Transcribe the lines of the records starting with the one that has "Class, locate every instance of the glass" in it and ending with the last, and transcribe nothing else.

• Extracted records
+ + + + +
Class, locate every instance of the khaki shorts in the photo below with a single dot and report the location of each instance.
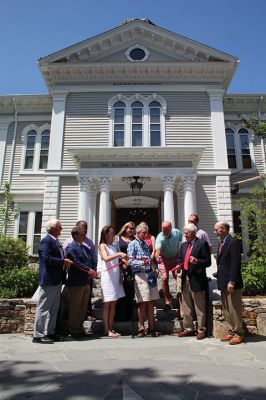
(143, 291)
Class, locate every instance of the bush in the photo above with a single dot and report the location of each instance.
(254, 277)
(18, 282)
(13, 253)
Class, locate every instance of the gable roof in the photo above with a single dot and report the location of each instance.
(168, 49)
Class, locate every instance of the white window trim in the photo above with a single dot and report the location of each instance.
(238, 153)
(128, 118)
(30, 225)
(37, 147)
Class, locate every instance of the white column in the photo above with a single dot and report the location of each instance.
(224, 201)
(168, 183)
(83, 198)
(104, 183)
(4, 123)
(92, 193)
(57, 131)
(181, 209)
(189, 196)
(218, 128)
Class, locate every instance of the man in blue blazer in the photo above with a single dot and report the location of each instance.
(78, 281)
(230, 282)
(51, 263)
(194, 258)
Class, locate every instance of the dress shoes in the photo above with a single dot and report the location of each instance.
(226, 338)
(236, 340)
(44, 340)
(201, 335)
(186, 333)
(54, 338)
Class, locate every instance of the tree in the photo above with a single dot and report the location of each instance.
(253, 219)
(7, 209)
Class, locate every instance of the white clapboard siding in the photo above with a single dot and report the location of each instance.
(207, 204)
(18, 180)
(258, 155)
(187, 122)
(68, 204)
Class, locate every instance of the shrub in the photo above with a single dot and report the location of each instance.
(254, 277)
(18, 282)
(13, 253)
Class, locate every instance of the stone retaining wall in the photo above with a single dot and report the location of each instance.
(17, 316)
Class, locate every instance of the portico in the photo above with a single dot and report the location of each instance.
(173, 172)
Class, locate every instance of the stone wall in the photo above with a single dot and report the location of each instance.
(17, 316)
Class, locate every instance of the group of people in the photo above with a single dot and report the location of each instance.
(128, 265)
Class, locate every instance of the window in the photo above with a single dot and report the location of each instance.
(245, 150)
(155, 123)
(239, 147)
(29, 229)
(45, 138)
(137, 125)
(231, 152)
(29, 156)
(36, 147)
(119, 124)
(23, 226)
(37, 232)
(137, 121)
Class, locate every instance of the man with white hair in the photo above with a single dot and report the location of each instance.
(194, 257)
(51, 263)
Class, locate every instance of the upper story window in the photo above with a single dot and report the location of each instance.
(137, 121)
(30, 148)
(155, 123)
(119, 123)
(239, 147)
(35, 147)
(231, 151)
(245, 150)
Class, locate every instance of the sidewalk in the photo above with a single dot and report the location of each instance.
(165, 367)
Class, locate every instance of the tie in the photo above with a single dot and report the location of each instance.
(188, 252)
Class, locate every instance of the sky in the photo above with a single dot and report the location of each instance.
(30, 29)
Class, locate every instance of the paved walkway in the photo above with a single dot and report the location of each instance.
(162, 368)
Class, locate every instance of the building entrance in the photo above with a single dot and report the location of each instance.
(137, 215)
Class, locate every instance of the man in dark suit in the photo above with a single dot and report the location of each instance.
(230, 282)
(194, 258)
(79, 281)
(51, 263)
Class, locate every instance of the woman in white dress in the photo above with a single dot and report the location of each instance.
(111, 282)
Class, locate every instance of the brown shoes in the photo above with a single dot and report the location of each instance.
(186, 333)
(236, 340)
(200, 335)
(226, 338)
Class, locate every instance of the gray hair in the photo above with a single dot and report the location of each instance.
(190, 228)
(140, 227)
(51, 224)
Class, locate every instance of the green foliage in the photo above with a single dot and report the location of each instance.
(13, 253)
(7, 209)
(254, 277)
(254, 122)
(18, 282)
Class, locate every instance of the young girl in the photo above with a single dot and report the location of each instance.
(111, 283)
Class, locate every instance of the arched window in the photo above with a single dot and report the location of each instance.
(155, 123)
(231, 151)
(119, 124)
(137, 123)
(245, 149)
(45, 139)
(30, 149)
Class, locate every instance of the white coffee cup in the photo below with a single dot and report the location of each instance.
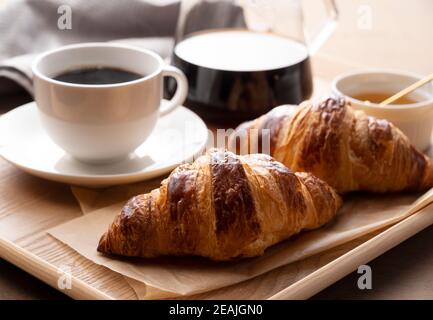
(103, 123)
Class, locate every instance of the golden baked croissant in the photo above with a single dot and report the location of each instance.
(344, 147)
(222, 206)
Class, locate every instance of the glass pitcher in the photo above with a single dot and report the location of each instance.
(244, 57)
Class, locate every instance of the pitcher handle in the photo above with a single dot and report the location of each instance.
(327, 28)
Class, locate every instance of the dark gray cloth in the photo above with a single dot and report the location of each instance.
(28, 27)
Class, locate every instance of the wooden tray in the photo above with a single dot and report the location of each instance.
(29, 206)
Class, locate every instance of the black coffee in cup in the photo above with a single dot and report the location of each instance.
(240, 74)
(97, 75)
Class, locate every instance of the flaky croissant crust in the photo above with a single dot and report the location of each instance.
(222, 206)
(346, 148)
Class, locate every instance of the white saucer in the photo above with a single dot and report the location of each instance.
+ + + + +
• Exercise response
Class, locate every instance of the glass pitcher in the photo above with a single dot and report the location of each instance.
(244, 57)
Class, locate every instance of the pitcher handle in the photo above with a single dot and report the location of each instance.
(327, 28)
Class, locate every instance of the dark gray cloth in the photo above with a single dot and report the location of each instance.
(28, 27)
Class, locate every instance of the wooden tray in the photo above with a single dot and report the location of each instance.
(29, 206)
Class, locate every instance of the black coffee in cup in the photo above with a single dot and report the location of each instance.
(240, 74)
(97, 75)
Class, locate every instance of the flaky croissant crust in the photo above with a single dot and report the location of each instance.
(222, 206)
(346, 148)
Class, locate every instance of the white saucer in the photo above with a single dot and report the location of each instance.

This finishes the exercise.